━━ Input material

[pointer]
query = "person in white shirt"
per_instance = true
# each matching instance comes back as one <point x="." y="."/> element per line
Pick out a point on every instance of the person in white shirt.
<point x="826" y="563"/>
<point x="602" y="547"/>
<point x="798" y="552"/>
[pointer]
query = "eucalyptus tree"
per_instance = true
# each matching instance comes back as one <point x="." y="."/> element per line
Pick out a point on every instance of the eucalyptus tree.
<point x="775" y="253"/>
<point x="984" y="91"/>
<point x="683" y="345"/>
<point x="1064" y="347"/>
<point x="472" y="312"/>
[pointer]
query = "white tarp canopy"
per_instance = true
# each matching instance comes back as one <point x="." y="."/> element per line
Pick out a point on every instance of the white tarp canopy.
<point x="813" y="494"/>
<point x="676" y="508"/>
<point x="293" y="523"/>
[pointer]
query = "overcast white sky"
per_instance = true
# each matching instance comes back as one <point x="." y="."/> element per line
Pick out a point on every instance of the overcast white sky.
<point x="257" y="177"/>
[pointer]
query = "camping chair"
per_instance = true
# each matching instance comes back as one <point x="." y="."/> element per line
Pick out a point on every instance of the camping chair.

━━━━

▶ [Exercise prompt] Copy out all of the data above, requests included, and shift every coordinate in the answers by -120.

▶ [Exercise output]
[pointer]
query = "person in white shirt"
per_instance = true
# each matching instance comes back as one <point x="." y="."/> element per line
Pick out a point on every instance of the person in white shirt.
<point x="706" y="443"/>
<point x="482" y="427"/>
<point x="678" y="432"/>
[pointer]
query = "eucalyptus tree"
per_instance = true
# each matching instance comes back as one <point x="." y="."/> element per line
Pick out a point on every instance of the eucalyptus tree.
<point x="655" y="133"/>
<point x="864" y="-29"/>
<point x="563" y="225"/>
<point x="944" y="227"/>
<point x="352" y="192"/>
[pointer]
query = "white tarp canopy"
per_instance = true
# each matching instance comes back as one <point x="." y="."/> element per line
Pick out a point on every instance of the white tarp canopy.
<point x="693" y="374"/>
<point x="556" y="388"/>
<point x="173" y="403"/>
[pointer]
query = "overcast white sky"
per_instance = true
# each matching instance comes back as one <point x="." y="."/> element per line
Pick out a point on every instance of the overcast white sky.
<point x="137" y="57"/>
[pointer]
query = "camping chair"
per_instance = true
# each matching instance comes back as one <point x="." y="."/> element per line
Pick out a point on every instance of the camping chair.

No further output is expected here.